▶ **Given request 1**: Convert the listing, from its first line through the line holding "[0, 163, 595, 398]", inclusive, into a Markdown table with columns Row and Line. Leave out blank lines.

▶ **Text**:
# Would you warrenty this?



## Unclog1776 (Feb 5, 2013)

Unclogged this kitchen line about 80 days ago. Guy calls up mad yesterday that it's still clogged. Got to him first thing this am and pulled this out 









Looks like abuse to me


----------



## SewerRatz (Apr 25, 2009)

I would point out it is abuse and give them the option to pay me for my labor and I'll waive the rod charge and service call and I would leave their warranty intact, or I can do it under the warranty and void it the remainder of the warranty, since our warranty clearly states we will rerod once if the line blocks up within 2 years.


----------



## gear junkie (Jun 20, 2008)

Yup. no warranty. Other issue is that drain. You can those 2 ptraps like that over there?


----------



## SewerRatz (Apr 25, 2009)

gear junkie said:


> Yup. no warranty. Other issue is that drain. You can those 2 ptraps like that over there?


Here in Illinois it is code to do it like that. A garbage disposal must have its own trap, and dishwashers are not to be connected to the garbage disposal.


----------



## Unclog1776 (Feb 5, 2013)

gear junkie said:


> Yup. no warranty. Other issue is that drain. You can those 2 ptraps like that over there?

▶ **Record excerpts**:
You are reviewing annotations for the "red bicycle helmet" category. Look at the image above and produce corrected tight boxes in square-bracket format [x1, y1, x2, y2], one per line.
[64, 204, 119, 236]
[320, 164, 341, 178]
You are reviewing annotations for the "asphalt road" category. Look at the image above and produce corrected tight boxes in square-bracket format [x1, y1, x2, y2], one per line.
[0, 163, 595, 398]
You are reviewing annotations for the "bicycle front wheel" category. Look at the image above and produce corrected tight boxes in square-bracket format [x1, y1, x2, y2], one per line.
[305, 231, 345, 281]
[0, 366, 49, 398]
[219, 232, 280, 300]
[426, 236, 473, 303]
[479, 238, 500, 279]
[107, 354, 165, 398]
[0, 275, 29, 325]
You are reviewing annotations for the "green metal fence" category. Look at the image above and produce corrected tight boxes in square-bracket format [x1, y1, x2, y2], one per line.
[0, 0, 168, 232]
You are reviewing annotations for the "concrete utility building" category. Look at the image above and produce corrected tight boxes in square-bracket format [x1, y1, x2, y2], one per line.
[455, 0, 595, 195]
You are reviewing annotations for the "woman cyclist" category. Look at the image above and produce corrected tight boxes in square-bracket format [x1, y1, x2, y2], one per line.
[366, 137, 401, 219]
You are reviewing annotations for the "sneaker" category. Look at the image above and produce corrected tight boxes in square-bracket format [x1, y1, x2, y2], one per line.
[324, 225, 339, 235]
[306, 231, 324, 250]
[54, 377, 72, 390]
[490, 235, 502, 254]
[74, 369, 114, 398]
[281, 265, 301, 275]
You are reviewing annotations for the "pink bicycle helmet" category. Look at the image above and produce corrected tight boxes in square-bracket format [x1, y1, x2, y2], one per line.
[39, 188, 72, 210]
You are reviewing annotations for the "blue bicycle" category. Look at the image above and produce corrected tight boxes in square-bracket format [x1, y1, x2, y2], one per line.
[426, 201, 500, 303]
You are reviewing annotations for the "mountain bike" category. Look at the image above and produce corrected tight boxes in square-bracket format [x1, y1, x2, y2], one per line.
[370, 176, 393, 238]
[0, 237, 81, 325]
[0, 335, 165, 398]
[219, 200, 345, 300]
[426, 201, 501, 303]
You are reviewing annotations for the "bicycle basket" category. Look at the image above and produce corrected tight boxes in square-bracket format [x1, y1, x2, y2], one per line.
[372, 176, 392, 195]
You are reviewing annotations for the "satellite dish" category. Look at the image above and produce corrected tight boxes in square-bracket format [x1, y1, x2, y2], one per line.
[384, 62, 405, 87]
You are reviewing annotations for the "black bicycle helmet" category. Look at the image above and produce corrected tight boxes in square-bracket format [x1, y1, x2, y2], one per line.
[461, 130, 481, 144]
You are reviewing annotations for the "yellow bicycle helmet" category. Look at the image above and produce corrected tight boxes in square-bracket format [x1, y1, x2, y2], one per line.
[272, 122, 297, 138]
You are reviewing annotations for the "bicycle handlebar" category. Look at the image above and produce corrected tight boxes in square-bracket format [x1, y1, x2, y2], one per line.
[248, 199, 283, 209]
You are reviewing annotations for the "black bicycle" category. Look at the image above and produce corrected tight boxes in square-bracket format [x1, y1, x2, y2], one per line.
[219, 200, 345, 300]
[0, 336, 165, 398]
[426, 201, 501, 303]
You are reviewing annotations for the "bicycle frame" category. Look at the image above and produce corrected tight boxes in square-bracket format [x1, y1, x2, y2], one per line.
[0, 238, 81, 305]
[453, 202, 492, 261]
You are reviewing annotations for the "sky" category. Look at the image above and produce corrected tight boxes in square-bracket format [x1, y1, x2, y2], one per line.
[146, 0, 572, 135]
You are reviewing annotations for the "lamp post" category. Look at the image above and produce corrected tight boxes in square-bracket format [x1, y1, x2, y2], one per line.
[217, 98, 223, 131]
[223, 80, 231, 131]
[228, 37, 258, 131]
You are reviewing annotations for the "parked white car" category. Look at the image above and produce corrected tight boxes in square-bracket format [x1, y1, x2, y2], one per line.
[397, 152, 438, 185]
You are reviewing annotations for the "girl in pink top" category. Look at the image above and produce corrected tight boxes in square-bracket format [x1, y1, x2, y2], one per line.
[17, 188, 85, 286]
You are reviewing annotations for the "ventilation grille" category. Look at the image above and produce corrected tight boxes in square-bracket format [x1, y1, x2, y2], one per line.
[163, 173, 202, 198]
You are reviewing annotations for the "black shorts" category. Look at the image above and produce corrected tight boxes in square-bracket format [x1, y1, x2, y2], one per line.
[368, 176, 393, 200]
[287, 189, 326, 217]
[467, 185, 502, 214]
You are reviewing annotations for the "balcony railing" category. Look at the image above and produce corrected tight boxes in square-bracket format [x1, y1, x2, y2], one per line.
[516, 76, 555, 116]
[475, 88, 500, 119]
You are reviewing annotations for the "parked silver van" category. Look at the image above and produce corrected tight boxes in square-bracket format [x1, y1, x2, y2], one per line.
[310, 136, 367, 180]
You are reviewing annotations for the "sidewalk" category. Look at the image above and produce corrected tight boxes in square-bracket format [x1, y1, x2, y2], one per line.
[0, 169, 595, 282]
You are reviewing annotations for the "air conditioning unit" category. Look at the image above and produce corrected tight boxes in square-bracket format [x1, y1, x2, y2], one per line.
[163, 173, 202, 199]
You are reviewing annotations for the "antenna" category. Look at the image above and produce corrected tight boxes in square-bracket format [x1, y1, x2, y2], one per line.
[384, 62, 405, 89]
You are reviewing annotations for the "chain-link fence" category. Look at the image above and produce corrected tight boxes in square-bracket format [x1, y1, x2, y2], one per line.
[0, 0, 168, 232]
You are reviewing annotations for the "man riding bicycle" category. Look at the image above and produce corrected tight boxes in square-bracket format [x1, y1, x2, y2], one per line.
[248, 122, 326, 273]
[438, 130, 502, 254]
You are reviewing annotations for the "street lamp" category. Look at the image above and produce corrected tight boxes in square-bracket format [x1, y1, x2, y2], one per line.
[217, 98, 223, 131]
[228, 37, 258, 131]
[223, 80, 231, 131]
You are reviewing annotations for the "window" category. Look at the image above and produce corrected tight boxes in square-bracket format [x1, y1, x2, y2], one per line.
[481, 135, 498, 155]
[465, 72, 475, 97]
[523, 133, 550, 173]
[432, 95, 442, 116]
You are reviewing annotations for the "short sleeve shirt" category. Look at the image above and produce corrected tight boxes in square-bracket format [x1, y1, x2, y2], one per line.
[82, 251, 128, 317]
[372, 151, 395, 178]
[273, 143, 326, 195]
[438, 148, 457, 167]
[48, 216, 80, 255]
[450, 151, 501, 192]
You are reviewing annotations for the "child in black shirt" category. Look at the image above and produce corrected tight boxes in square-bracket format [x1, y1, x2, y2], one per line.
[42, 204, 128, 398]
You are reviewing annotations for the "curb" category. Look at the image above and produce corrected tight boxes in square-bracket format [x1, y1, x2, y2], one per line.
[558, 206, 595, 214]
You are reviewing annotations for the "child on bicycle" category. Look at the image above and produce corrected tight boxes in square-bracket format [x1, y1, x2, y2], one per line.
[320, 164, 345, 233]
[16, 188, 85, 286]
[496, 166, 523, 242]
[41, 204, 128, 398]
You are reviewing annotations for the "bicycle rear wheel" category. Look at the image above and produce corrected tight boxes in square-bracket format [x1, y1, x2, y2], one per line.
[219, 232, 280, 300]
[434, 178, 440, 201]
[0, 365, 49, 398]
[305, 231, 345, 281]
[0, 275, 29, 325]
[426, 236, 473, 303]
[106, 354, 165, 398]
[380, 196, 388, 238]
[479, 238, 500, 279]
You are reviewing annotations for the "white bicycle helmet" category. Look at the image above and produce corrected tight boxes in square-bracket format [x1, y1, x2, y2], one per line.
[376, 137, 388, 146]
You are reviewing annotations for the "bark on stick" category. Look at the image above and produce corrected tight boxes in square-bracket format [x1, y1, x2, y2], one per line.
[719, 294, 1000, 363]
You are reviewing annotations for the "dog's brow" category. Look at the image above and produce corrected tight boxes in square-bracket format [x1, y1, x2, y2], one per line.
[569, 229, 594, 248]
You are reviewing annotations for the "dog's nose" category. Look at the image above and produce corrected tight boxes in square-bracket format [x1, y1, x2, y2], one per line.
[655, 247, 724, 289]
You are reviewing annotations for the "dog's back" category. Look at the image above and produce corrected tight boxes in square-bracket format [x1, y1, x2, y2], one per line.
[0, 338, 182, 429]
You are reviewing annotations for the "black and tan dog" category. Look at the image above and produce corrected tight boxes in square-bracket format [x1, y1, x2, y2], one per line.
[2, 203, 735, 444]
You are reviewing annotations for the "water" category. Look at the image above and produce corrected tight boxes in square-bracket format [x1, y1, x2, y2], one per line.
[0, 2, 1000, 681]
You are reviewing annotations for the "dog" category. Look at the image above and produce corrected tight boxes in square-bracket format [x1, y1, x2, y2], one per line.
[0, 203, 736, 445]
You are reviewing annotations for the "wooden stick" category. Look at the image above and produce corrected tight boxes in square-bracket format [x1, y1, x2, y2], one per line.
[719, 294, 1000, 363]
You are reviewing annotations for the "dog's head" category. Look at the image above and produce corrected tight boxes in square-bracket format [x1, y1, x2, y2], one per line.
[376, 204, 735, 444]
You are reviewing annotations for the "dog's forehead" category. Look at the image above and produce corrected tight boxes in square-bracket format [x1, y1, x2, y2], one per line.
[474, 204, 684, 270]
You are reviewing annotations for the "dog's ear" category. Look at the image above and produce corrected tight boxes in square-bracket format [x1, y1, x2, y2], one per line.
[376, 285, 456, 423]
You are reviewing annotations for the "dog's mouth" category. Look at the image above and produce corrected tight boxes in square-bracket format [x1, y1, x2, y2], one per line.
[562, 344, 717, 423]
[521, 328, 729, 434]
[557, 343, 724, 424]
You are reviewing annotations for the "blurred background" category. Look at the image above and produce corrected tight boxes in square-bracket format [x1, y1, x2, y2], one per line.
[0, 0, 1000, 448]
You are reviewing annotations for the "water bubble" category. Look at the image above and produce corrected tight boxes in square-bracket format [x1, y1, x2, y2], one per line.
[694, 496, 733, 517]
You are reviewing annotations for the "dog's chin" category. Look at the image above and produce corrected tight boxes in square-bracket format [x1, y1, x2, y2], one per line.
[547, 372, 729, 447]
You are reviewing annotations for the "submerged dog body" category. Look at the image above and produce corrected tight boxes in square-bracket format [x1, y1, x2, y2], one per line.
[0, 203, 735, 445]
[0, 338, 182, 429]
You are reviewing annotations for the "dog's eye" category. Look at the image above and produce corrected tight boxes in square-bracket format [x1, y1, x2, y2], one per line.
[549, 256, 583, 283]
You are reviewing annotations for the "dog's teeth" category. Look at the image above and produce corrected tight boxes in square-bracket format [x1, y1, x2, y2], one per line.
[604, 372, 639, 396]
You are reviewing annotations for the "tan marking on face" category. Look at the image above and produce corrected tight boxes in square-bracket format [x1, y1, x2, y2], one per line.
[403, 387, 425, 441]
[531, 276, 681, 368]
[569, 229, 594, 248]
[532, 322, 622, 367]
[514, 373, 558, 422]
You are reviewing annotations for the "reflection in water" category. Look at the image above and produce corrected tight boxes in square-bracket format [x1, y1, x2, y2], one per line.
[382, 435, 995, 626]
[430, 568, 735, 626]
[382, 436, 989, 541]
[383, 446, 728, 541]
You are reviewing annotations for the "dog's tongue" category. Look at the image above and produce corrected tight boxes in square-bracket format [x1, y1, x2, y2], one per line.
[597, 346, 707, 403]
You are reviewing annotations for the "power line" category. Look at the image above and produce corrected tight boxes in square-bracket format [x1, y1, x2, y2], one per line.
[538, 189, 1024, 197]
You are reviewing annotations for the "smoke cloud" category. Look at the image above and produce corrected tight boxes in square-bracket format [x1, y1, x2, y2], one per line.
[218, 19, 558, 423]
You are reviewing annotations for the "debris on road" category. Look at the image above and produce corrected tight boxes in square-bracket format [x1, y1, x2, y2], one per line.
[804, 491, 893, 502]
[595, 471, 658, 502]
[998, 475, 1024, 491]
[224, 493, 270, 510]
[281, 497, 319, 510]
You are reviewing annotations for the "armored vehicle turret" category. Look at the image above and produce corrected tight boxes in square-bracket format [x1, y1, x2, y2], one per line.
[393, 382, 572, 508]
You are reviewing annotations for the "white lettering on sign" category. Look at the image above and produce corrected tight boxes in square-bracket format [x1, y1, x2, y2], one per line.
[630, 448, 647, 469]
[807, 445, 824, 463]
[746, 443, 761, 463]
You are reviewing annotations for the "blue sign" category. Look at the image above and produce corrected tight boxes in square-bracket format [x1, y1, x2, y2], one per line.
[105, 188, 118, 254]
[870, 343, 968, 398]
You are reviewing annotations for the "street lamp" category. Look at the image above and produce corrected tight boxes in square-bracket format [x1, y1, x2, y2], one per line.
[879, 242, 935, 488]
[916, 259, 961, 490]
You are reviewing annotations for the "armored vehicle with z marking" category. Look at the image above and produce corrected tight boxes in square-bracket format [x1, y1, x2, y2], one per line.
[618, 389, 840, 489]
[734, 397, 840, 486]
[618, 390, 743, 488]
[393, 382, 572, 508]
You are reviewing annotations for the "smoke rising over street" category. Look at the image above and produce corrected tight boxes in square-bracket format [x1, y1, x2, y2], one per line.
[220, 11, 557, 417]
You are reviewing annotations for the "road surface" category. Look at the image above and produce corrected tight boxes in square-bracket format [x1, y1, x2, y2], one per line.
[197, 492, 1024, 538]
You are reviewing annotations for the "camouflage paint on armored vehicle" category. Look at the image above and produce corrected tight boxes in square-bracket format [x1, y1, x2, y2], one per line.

▶ **Given request 2**:
Answer these questions from the drain warranty thread:
(a) How long before the callback did Unclog1776 unclog the kitchen line?
(b) What does SewerRatz say Illinois code requires for a garbage disposal?
(c) Within what period does SewerRatz's warranty promise one rerod if the line blocks up?

▶ **Correct response 1**:
| Row | Line |
|---|---|
| 1 | You are reviewing annotations for the "red bicycle helmet" category. Look at the image above and produce corrected tight boxes in square-bracket format [x1, y1, x2, y2], one per line. |
| 2 | [64, 204, 119, 236] |
| 3 | [320, 164, 341, 178] |
| 4 | You are reviewing annotations for the "asphalt road" category. Look at the image above and produce corrected tight boxes in square-bracket format [x1, y1, x2, y2], one per line. |
| 5 | [0, 163, 595, 398] |

▶ **Correct response 2**:
(a) About 80 days.
(b) It must have its own trap.
(c) Within 2 years.